**WHAT IS ASKED:**
[1] Answer these questions from the post about building scikit-learn in a 32-bit Debian container:
(a) Which Docker image was used?
(b) Which clang version were cc and c++ switched to?
(c) What was installed with pip3?
[2] From the post about building scikit-learn in a 32-bit Debian container, write out the passage from "Then I installed" up to and including "mode with --no-build-isolation.".

**DOCUMENT EXCERPT:**
I tried to the following debian docker image for i386 (32 bit).

docker run -ti -v `pwd`:/io --platform linux/i386 i386/debian:11.2 bash

Then I installed build dependencies:

apt update && apt install clang python3-pip python3-dev build-essential python3-scipy

and then changed update-alternatives --config cc and update-alternatives --config c++ to point to clang version 11.0.1-2 instead of gcc (not sure if it's needed) and also set the following env variables:

export CC="clang"
export CXX="clang++"

and then installed cython with pip3 and built scikit-learn with in editable mode with --no-build-isolation.

The beginning of the build works fine, but when it reaches this error:

(...)

**DATA SHOWN:**
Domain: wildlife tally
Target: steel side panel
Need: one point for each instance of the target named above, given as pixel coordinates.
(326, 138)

**TASK RESULTS:**
[1]
(a) i386/debian:11.2
(b) 11.0.1-2
(c) Cython

[2]
Then I installed build dependencies:

apt update && apt install clang python3-pip python3-dev build-essential python3-scipy

and then changed update-alternatives --config cc and update-alternatives --config c++ to point to clang version 11.0.1-2 instead of gcc (not sure if it's needed) and also set the following env variables:

export CC="clang"
export CXX="clang++"

and then installed cython with pip3 and built scikit-learn with in editable mode with --no-build-isolation.